Dataset content

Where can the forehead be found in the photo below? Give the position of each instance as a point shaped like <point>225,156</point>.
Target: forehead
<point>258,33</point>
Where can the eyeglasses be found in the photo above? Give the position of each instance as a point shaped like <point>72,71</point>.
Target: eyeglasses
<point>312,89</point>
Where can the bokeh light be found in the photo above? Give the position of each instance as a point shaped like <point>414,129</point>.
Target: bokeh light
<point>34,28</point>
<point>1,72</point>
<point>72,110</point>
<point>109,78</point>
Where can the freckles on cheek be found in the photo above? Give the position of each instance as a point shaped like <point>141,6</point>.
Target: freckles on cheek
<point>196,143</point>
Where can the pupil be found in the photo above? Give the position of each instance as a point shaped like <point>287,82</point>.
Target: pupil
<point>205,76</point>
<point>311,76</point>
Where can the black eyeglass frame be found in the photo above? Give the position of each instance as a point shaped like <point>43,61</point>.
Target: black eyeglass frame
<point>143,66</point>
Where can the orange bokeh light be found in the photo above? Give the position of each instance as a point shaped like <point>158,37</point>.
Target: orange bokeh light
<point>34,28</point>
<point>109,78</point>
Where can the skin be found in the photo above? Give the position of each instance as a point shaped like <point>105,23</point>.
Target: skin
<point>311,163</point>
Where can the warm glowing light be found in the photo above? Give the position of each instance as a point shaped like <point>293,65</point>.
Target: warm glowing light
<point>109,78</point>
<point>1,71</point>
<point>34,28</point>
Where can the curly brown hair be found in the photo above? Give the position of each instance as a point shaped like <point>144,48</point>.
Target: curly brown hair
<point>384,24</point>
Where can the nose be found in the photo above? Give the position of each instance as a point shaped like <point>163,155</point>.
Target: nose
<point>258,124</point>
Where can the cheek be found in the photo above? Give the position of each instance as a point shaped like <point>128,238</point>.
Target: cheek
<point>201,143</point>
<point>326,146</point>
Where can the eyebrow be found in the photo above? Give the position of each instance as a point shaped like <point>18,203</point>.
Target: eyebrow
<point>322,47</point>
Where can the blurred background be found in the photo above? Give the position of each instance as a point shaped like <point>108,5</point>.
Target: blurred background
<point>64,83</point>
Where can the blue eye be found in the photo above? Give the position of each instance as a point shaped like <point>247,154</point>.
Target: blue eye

Work order
Up to and including the last line of the listing above, copy exactly every line from the one that contains "Where can the blue" onward; leave out all others.

Output for this exercise
Where can the blue eye be found in the photo above? Give the position of each instance as a point shaped like <point>247,154</point>.
Target: blue eye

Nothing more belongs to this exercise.